→ Do this
Return everything in the records below, word for word, from the line containing "Objective — a point for each instance of the concrete" down to the end of the records.

[begin Material for this task]

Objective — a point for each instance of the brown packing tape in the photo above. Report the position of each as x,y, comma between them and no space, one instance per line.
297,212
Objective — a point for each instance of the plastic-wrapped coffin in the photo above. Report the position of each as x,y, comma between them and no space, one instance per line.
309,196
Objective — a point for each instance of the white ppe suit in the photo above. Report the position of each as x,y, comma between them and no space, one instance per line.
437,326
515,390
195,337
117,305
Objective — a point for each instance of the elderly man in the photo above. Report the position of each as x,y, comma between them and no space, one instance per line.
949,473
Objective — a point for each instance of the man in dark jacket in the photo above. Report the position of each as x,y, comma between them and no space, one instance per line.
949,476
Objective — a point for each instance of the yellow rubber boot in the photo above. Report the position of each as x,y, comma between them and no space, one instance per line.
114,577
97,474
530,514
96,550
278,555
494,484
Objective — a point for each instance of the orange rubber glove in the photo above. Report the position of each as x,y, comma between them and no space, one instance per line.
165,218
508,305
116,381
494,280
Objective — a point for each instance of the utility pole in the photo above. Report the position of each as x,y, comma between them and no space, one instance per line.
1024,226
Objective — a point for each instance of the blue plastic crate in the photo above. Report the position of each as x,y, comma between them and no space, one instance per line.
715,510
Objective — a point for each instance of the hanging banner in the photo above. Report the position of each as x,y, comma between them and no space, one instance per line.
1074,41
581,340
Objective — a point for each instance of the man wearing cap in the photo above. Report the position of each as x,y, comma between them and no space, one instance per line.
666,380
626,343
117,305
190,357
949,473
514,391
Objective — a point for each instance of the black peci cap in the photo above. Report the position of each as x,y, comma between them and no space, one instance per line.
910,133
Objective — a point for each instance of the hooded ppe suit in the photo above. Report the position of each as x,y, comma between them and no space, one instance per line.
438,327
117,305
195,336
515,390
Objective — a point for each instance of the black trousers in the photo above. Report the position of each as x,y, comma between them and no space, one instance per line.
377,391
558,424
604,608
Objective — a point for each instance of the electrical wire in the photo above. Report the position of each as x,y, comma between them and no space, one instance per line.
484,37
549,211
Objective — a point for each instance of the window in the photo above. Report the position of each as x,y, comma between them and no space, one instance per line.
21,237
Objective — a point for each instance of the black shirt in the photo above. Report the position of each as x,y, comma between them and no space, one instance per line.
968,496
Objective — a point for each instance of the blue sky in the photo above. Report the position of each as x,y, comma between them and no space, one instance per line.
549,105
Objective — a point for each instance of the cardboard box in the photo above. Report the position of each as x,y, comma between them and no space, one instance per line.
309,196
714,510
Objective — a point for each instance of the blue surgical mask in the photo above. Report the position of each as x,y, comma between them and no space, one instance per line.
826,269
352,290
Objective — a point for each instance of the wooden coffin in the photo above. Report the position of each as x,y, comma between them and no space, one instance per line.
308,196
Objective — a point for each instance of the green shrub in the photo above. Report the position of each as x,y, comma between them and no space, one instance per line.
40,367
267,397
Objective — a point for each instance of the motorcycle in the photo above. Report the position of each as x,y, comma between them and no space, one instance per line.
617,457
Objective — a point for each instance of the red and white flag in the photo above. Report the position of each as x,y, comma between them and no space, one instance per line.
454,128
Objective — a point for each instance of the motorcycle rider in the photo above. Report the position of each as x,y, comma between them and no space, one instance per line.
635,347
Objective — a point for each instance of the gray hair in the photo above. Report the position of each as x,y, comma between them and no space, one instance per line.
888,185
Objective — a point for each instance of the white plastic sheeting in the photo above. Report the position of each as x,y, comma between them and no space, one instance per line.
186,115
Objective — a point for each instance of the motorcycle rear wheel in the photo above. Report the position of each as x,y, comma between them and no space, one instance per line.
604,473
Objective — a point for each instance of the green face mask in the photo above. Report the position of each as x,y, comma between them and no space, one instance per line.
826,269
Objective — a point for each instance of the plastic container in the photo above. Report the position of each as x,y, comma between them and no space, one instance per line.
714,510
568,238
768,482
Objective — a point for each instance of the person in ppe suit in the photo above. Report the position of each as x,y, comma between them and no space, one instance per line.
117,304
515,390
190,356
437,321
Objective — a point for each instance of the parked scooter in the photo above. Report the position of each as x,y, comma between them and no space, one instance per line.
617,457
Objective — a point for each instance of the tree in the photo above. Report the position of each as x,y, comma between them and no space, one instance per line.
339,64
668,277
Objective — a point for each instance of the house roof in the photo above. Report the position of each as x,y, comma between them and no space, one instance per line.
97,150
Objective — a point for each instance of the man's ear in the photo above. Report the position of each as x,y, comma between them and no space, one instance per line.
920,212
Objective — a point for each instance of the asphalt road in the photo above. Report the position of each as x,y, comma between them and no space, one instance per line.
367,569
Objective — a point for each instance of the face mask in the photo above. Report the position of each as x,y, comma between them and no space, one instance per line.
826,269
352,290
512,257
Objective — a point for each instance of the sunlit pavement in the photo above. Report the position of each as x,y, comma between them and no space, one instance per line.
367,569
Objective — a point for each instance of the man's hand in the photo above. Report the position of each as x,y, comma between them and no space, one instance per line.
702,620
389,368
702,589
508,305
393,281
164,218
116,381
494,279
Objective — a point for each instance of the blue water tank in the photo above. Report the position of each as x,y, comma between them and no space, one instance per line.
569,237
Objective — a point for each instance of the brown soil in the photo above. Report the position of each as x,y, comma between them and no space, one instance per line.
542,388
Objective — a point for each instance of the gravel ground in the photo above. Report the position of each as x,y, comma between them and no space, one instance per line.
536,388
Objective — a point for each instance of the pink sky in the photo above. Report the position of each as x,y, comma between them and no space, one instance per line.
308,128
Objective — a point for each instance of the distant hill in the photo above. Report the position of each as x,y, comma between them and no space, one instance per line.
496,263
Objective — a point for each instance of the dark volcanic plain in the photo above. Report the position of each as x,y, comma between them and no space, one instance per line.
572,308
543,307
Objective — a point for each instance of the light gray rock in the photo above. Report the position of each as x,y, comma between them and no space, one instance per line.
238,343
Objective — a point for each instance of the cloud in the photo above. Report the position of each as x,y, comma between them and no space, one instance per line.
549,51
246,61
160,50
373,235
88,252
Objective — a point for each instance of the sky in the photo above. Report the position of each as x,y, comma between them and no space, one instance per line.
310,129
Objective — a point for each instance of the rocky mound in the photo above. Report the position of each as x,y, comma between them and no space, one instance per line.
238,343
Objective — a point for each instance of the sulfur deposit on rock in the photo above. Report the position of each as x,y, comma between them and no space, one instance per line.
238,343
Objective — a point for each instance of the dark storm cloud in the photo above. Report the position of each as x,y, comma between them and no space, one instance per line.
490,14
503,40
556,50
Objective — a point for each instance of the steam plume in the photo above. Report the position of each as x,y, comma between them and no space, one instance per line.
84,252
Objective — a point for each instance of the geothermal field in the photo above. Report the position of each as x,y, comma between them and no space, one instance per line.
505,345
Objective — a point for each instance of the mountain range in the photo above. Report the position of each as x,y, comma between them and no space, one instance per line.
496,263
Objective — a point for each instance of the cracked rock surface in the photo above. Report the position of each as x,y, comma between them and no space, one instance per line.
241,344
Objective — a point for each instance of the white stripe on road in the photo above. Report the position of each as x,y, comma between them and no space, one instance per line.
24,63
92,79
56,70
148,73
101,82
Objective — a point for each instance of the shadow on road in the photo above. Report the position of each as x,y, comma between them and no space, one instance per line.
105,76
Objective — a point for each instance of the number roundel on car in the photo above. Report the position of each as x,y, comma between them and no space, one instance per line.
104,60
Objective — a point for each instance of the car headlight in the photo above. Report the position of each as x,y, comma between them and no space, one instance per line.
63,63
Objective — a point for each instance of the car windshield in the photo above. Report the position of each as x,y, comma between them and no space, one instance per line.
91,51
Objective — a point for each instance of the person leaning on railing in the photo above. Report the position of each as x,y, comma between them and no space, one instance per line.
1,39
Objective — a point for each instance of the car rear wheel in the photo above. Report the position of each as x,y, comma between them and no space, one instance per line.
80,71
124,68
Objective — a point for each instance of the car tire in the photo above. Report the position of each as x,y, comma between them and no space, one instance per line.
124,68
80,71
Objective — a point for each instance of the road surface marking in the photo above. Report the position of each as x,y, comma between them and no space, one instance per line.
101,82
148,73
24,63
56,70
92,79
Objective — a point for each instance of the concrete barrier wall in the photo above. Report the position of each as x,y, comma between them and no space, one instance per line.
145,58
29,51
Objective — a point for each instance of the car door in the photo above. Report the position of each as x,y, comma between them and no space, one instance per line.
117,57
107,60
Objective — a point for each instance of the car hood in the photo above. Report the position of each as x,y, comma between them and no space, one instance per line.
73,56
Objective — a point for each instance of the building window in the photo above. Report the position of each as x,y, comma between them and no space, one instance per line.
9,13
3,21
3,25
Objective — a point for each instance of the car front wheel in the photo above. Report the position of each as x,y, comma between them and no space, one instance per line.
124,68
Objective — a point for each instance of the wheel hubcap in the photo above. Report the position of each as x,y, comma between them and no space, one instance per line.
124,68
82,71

[end Material for this task]

→ In response
Objective — a point for each instance of the concrete barrier wall in the photo above. Report the position of each as x,y, comma between them and no space, one instance per line.
145,58
29,51
Objective — a point for each instance of the car door in the photo above. Report the position of each as x,y, comma between them and no space, one instance per line.
117,57
107,60
Objective — a point for each instance of the car hood in the photo above. Report the position of each as x,y, comma between them and no space, one instance per line.
73,56
Objective — a point for each instance of the building window in the photo above. Report the position of each as x,y, comma between them and no space, one instance per line.
9,13
3,21
3,25
Objective — a point for each instance of the car front wheel in the photo above. Report the position of each as x,y, comma between them and no space, one instance per line.
124,68
Objective — a point for each instance of the wheel hubcap in the photo above. Report the position of each as x,y, comma between them and no space, one instance per line.
124,68
82,71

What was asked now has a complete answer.